Entries from a dataset

+ + +

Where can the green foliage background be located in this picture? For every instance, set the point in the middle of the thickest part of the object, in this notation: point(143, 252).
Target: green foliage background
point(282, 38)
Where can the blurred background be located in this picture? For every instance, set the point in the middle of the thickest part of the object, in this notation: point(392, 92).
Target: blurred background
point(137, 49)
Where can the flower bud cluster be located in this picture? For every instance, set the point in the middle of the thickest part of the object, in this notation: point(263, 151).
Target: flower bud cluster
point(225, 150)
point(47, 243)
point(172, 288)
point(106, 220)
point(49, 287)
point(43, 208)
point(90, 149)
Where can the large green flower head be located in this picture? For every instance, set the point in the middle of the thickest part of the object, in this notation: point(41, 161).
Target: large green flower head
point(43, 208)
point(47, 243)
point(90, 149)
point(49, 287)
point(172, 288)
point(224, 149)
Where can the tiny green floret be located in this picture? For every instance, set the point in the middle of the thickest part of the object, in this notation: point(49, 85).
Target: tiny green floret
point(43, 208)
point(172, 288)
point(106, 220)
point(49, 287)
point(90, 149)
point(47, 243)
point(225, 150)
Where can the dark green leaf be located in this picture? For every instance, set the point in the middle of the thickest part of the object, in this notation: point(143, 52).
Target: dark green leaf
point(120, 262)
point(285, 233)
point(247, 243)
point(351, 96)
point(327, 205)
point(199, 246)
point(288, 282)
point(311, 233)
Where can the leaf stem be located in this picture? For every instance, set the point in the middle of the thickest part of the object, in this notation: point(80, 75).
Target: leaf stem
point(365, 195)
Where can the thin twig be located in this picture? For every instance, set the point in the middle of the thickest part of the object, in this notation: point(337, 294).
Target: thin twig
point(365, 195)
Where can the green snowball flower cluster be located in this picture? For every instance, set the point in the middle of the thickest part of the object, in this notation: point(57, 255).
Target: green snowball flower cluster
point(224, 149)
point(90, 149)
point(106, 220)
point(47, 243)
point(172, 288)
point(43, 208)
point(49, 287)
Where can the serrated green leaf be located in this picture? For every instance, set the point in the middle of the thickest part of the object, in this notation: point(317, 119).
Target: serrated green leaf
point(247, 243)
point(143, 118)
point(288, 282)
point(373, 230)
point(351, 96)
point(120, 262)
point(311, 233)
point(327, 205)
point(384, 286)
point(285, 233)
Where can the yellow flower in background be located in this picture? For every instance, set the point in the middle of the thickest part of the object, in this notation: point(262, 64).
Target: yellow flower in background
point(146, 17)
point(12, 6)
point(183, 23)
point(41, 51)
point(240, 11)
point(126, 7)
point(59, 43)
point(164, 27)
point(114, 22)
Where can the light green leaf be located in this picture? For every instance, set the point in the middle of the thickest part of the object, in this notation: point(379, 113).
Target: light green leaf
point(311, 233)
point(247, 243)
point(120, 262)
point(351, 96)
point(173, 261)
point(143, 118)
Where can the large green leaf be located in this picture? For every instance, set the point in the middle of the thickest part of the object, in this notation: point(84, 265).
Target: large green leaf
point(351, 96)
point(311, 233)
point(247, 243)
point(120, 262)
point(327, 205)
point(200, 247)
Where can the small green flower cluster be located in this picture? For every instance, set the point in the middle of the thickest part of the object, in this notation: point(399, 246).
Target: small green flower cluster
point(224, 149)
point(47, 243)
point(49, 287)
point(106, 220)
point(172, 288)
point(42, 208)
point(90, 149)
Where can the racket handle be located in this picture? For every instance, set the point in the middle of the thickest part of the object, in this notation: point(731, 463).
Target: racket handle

+ + +

▶ What is expected
Print all of the entries exactly as they appear.

▶ Correct response
Where can the green foliage background be located in this picture? For every instance, set the point in the middle of the thickest part of the object, in this notation: point(143, 252).
Target: green foliage background
point(282, 38)
Where can the blurred background be located in this picture? For every instance, set the point in the middle of the thickest part of the object, in this notation: point(392, 92).
Target: blurred background
point(137, 49)
Where can the flower bud cluster be located in this picture? For every instance, set the point in the middle of the thickest part of the object, in this notation: point(263, 151).
Target: flower bud cluster
point(225, 150)
point(47, 243)
point(172, 288)
point(106, 220)
point(49, 287)
point(43, 208)
point(90, 149)
Where can the large green flower head be located in this picture? For every instance, set the point in the middle of the thickest part of the object, in this notation: point(41, 161).
Target: large green flower head
point(43, 208)
point(47, 243)
point(90, 149)
point(49, 287)
point(172, 288)
point(224, 149)
Where can the tiny green floret be located in this picture? For every instance, set the point in the middle of the thickest part of the object, in this notation: point(49, 85).
Target: tiny green floret
point(43, 208)
point(172, 288)
point(106, 220)
point(49, 287)
point(90, 149)
point(47, 243)
point(225, 150)
Where can the dark green leaf be located in this picture? For every instance, set the point in the middle of the thickest part of the object, in this notation: point(143, 52).
Target: dark green leaf
point(120, 262)
point(285, 233)
point(247, 243)
point(351, 96)
point(327, 205)
point(199, 246)
point(288, 282)
point(311, 233)
Where can the leaf stem be located in this picture? For every instance, set the point in the middle of the thickest part of the object, in this notation: point(80, 75).
Target: leaf stem
point(365, 195)
Where can the thin twig be located in this picture? For every instance, set the point in the middle of the thickest part of the object, in this notation: point(337, 294).
Target: thin twig
point(365, 195)
Where can the green snowball flower cluster be located in this picture? For every instance, set the point in the middle of the thickest part of the object, in this notation: point(57, 255).
Target: green snowball flower cluster
point(224, 149)
point(90, 149)
point(106, 220)
point(47, 243)
point(172, 288)
point(43, 208)
point(49, 287)
Where can the serrated green leaf be located in this picture? For every instance, set the point in the middle of the thickest part of the object, in this notation: point(317, 119).
Target: serrated green leaf
point(247, 243)
point(143, 118)
point(288, 282)
point(373, 230)
point(351, 96)
point(120, 262)
point(311, 233)
point(327, 205)
point(384, 286)
point(285, 233)
Where can the yellow flower in background be located in this picture? For every instance, set the point in the middle of the thickest part of the object, in this notation: point(262, 64).
Target: yellow flower in background
point(146, 17)
point(12, 6)
point(183, 23)
point(41, 51)
point(240, 11)
point(126, 7)
point(59, 43)
point(164, 27)
point(114, 22)
Where can the light green leaf be located in this picture? For every instance, set the point in the middle of the thickest part of the object, in this notation: point(379, 113).
Target: light green leaf
point(311, 233)
point(247, 243)
point(120, 262)
point(351, 96)
point(173, 261)
point(143, 118)
Where can the large green leaf be located in this picture? For every instance, set the point in the middle of the thickest part of the object, in this notation: point(84, 265).
Target: large green leaf
point(351, 96)
point(311, 233)
point(247, 243)
point(120, 262)
point(327, 205)
point(200, 247)
Where can the small green flower cluster be located in this picture? For every instance, set the point in the middle of the thickest part of the object, in this notation: point(399, 246).
Target: small green flower cluster
point(224, 149)
point(47, 243)
point(49, 287)
point(106, 220)
point(172, 288)
point(42, 208)
point(90, 149)
Where can the racket handle be located in this picture? For every instance, set the point in the middle of the thickest part of the object, in this notation: point(731, 463).
Target: racket handle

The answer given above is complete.